§ **CONSIGNES DE TRAVAIL**:
1. Traduisez en anglais la phrase « Les harpes étaient en effet de véritables œuvres d’art. », tirée de l’extrait sur la harpe Louis XVI mise aux enchères.
2. Recopiez à l’identique le passage de l’extrait sur la harpe Louis XVI compris entre « Une harpe en » et « véritables œuvres d’art. », bornes comprises.
3. Rédigez la suite de l’extrait sur la harpe Louis XVI mise aux enchères, à partir de l’endroit où il s’arrête.

#### EXTRAIT DU TEXTE ####

Une harpe en bois de tilleul sculpté à quarante-sept cordes et sept pédales, portant une étiquette collée sur le dessous de la base : « Holzmann Fils, Facteur de harpe, dans le large de la rue Dufour, faubourg st Germain. À Paris », d’époque Louis XVI, sera mise en vente au 21 avenue Kléber, le 21 janvier 2024, par la maison Pierre Bergé & Associés assistée par Stéphane Pépe, avec une estimation de 5 000/ 8 000 €. Sa table d’harmonie est peinte à décors d’instruments de musique et personnages dans des paysages boisés, reposant sur une base moulurée et feuillagée. Le fut cannelé et rudenté se rattache à une importante crosse sculptée de rais-de-cœurs et d’acanthes. Les harpes étaient en effet de véritables œuvres d’art.

#### ENTRÉES DU CORPUS ####

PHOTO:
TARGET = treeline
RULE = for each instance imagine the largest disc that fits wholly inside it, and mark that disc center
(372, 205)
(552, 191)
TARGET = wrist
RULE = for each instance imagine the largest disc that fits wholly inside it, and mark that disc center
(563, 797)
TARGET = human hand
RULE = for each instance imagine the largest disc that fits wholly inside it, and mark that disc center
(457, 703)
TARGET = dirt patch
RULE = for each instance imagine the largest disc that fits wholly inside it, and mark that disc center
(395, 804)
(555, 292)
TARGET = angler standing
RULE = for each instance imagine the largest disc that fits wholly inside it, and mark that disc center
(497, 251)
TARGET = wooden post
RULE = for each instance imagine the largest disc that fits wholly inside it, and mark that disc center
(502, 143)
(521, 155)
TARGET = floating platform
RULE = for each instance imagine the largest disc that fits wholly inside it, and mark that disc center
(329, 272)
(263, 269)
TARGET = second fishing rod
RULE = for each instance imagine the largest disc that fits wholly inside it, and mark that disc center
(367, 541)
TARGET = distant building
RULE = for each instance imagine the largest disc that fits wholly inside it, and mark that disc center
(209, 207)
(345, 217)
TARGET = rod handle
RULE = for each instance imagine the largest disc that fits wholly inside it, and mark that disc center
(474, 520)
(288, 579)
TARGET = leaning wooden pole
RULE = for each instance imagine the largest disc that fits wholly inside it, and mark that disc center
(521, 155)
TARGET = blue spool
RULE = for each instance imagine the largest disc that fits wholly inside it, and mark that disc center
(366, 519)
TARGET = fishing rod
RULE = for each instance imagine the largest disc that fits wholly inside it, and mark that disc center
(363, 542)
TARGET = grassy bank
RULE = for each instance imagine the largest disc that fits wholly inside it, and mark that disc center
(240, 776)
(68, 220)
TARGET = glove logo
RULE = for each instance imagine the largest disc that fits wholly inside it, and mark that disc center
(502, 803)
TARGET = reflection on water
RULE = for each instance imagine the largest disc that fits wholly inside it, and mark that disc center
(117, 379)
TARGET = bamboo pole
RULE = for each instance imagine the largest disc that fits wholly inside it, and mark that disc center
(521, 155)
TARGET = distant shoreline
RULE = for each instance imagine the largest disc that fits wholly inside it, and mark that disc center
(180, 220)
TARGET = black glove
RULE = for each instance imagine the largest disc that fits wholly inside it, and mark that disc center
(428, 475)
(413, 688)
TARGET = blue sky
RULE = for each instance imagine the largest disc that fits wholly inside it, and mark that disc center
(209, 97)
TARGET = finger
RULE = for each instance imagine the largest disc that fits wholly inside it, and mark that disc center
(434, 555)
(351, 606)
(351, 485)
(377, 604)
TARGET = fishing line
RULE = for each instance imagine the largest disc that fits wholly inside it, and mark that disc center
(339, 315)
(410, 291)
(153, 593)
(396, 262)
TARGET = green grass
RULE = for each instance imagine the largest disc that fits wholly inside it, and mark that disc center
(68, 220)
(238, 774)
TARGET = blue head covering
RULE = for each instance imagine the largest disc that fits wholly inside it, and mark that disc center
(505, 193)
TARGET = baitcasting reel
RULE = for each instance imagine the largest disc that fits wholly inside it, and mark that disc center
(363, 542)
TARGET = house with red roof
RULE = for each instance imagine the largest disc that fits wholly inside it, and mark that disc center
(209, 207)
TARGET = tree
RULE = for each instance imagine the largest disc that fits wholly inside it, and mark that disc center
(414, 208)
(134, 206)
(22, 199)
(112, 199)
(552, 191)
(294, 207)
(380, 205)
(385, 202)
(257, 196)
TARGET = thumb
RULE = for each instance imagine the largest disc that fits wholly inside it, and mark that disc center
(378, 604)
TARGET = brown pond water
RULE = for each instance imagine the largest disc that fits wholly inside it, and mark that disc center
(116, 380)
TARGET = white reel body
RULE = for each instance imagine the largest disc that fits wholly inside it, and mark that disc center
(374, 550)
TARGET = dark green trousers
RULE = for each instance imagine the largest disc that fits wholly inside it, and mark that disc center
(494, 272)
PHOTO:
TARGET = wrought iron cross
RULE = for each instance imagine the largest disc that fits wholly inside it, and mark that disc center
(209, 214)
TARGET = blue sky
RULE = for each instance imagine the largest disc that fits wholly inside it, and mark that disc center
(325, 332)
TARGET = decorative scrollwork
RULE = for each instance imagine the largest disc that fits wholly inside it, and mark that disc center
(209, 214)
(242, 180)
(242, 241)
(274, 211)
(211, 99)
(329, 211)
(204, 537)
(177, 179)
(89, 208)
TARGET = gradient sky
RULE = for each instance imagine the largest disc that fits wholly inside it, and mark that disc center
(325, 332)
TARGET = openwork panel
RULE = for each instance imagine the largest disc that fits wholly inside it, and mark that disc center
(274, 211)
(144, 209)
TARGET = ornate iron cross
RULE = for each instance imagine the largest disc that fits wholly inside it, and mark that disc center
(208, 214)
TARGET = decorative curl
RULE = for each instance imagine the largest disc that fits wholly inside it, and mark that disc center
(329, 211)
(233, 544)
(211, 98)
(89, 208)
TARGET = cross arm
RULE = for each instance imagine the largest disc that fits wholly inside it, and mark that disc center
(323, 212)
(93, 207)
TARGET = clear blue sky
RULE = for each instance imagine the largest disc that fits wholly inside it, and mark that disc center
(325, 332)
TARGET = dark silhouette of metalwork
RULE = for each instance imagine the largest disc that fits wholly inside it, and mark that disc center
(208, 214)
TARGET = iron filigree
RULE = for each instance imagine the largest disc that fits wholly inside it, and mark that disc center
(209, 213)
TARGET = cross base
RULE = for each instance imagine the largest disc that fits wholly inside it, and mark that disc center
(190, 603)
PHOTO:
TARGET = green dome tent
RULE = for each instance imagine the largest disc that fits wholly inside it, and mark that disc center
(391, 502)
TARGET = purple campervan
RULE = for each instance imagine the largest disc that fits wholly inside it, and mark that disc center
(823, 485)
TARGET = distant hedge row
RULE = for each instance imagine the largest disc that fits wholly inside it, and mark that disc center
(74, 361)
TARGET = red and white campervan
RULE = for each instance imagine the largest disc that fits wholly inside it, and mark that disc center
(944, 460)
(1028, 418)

####

§ **RÉPONSES**:
1. Harps were indeed true works of art.

2.
Une harpe en bois de tilleul sculpté à quarante-sept cordes et sept pédales, portant une étiquette collée sur le dessous de la base : « Holzmann Fils, Facteur de harpe, dans le large de la rue Dufour, faubourg st Germain. À Paris », d’époque Louis XVI, sera mise en vente au 21 avenue Kléber, le 21 janvier 2024, par la maison Pierre Bergé & Associés assistée par Stéphane Pépe, avec une estimation de 5 000/ 8 000 €. Sa table d’harmonie est peinte à décors d’instruments de musique et personnages dans des paysages boisés, reposant sur une base moulurée et feuillagée. Le fut cannelé et rudenté se rattache à une importante crosse sculptée de rais-de-cœurs et d’acanthes. Les harpes étaient en effet de véritables œuvres d’art.

3.
Une harpe exécutée par le même facteur Holtzmann Fils, mais au mécanisme à crochets, pour trente-huit cordes et sept pédales, a été vendue 8 925 €, à Drouot, le 7 décembre 2012 par la maison Aguttes. Sa crosse en bois sculpté, est laquée noir et doré, dans le goût de la Chine, et est ornée de personnages et de pagodes. Henry Holtzmann, reçu maître luthier en 1782, était le fils de Godefroy Holtzmann (†1792), également maître luthier facteur de harpes, et de Marie-Charlotte Duchesne (†1786). Ils eurent six enfants, deux filles et trois garçons. Deux d’entre eux suivirent les traces de leur père. Si Henry était installé rue Dufour, Jean-Baptiste tenait son atelier rue Saint-Antoine. L’une des filles épousa un facteur de harpes et de clavecins. Dans le dernier tiers du XVIIIe siècle la notoriété des Holtzmann fut grande. L’une de leur harpe figurait dans l’inventaire après décès, en 1784, de la marquise de Fleury, née Montmorency-Laval. À cette époque, avec le piano-forte, la harpe fut l’un des instruments de musique les plus appréciés dans la haute aristocratie, notamment en France. La future reine Marie-Antoinette elle-même s’y essaya brillamment, dit-on, vers la fin des années 1770.